Given exercise 1: Reproduce the passage on Elizabeth Monroe below word for word.

Elizabeth Monroe (née Kortright; June 30, 1768 – September 23, 1830) was the first lady of the United States from 1817 to 1825, as the wife of James Monroe, fifth president of the United States. Due to the fragile condition of Elizabeth's health, many of the duties of official White House hostess were assumed by her eldest daughter, Eliza Monroe Hay.

Birth, parents, and childhood
Born in New York City on June 30, 1768, Elizabeth was the youngest daughter of Lawrence Kortright, a wealthy merchant, and Hannah (née Aspinwall) Kortright. Elizabeth Monroe's paternal 2nd great grandfather, Cornelius Jansen Kortright, was born in Holland, Netherlands in the year of 1645, and immigrated to New York in the year of 1663. His father, Jan Bastiaenson Van Kortrijk, was also born in Holland, Netherlands in the year of 1618 and immigrated with his son to New York. Jan Bastiaenson's father, Bastiaen Van Kortrijk, was born in the city of Kortrijk in Flanders, Spanish Netherlands in the year of 1586, and immigrated to Holland, Netherlands in the year of 1615. Elizabeth's father was one of the founders of the New York Chamber of Commerce. During the Revolutionary War, he was part owner of several privateers fitted out at New York, and it has also been documented that he owned at least four slaves.  He purchased land tracts in what is now Delaware County, New York, and from the sale of this land the town of Kortright, New York, was formed.

Listed entries:
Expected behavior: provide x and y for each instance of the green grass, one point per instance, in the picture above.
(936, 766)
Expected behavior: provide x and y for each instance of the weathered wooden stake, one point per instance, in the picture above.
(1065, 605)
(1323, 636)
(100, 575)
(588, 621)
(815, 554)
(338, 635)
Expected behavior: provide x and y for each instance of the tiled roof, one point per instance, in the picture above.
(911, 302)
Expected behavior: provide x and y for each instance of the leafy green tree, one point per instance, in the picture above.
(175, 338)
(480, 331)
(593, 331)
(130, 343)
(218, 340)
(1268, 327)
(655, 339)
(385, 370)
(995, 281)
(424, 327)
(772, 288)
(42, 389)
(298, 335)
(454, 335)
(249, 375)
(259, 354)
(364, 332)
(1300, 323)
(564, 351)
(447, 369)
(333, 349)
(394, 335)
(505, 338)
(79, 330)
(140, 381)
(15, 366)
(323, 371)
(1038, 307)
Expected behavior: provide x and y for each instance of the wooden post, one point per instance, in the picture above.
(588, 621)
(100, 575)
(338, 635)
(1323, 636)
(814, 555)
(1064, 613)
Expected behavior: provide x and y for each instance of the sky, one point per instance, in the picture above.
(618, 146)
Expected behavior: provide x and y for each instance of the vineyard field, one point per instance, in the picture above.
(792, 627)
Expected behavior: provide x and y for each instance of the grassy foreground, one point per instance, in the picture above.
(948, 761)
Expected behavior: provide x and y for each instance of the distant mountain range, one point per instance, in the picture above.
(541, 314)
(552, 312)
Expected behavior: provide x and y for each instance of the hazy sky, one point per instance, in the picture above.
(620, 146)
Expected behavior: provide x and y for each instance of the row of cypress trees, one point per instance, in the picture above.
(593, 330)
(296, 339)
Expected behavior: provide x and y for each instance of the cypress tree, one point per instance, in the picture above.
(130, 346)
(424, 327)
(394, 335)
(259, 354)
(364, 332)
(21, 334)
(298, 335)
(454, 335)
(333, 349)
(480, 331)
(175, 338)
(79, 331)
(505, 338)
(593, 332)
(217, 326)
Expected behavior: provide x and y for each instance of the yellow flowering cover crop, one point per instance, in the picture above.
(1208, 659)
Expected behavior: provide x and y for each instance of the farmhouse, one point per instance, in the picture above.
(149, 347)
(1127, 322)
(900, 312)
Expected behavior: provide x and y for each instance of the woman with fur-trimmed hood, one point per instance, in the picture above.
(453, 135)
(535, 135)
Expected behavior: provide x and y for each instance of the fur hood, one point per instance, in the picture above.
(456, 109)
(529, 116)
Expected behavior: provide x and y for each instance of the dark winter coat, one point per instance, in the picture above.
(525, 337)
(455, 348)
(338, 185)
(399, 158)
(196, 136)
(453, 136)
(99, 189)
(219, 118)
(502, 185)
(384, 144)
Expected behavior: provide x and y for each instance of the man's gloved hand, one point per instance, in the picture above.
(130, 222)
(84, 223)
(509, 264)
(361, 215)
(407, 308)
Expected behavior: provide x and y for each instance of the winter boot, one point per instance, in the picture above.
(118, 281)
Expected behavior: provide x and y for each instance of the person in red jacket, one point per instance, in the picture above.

Given exercise 2: Render the lines of the entries as a JSON list of strings, one string per line and blank lines omitted, starting at the line that contains "of the man's" and ending at the final line of the entries. Include only those lines.

Full response 1:
Elizabeth Monroe (née Kortright; June 30, 1768 – September 23, 1830) was the first lady of the United States from 1817 to 1825, as the wife of James Monroe, fifth president of the United States. Due to the fragile condition of Elizabeth's health, many of the duties of official White House hostess were assumed by her eldest daughter, Eliza Monroe Hay.

Birth, parents, and childhood
Born in New York City on June 30, 1768, Elizabeth was the youngest daughter of Lawrence Kortright, a wealthy merchant, and Hannah (née Aspinwall) Kortright. Elizabeth Monroe's paternal 2nd great grandfather, Cornelius Jansen Kortright, was born in Holland, Netherlands in the year of 1645, and immigrated to New York in the year of 1663. His father, Jan Bastiaenson Van Kortrijk, was also born in Holland, Netherlands in the year of 1618 and immigrated with his son to New York. Jan Bastiaenson's father, Bastiaen Van Kortrijk, was born in the city of Kortrijk in Flanders, Spanish Netherlands in the year of 1586, and immigrated to Holland, Netherlands in the year of 1615. Elizabeth's father was one of the founders of the New York Chamber of Commerce. During the Revolutionary War, he was part owner of several privateers fitted out at New York, and it has also been documented that he owned at least four slaves.  He purchased land tracts in what is now Delaware County, New York, and from the sale of this land the town of Kortright, New York, was formed.

Full response 2:
[
  "Expected behavior: provide x and y for each instance of the man's gloved hand, one point per instance, in the picture above.",
  "(130, 222)",
  "(84, 223)",
  "(509, 264)",
  "(361, 215)",
  "(407, 308)",
  "Expected behavior: provide x and y for each instance of the winter boot, one point per instance, in the picture above.",
  "(118, 281)",
  "Expected behavior: provide x and y for each instance of the person in red jacket, one point per instance, in the picture above."
]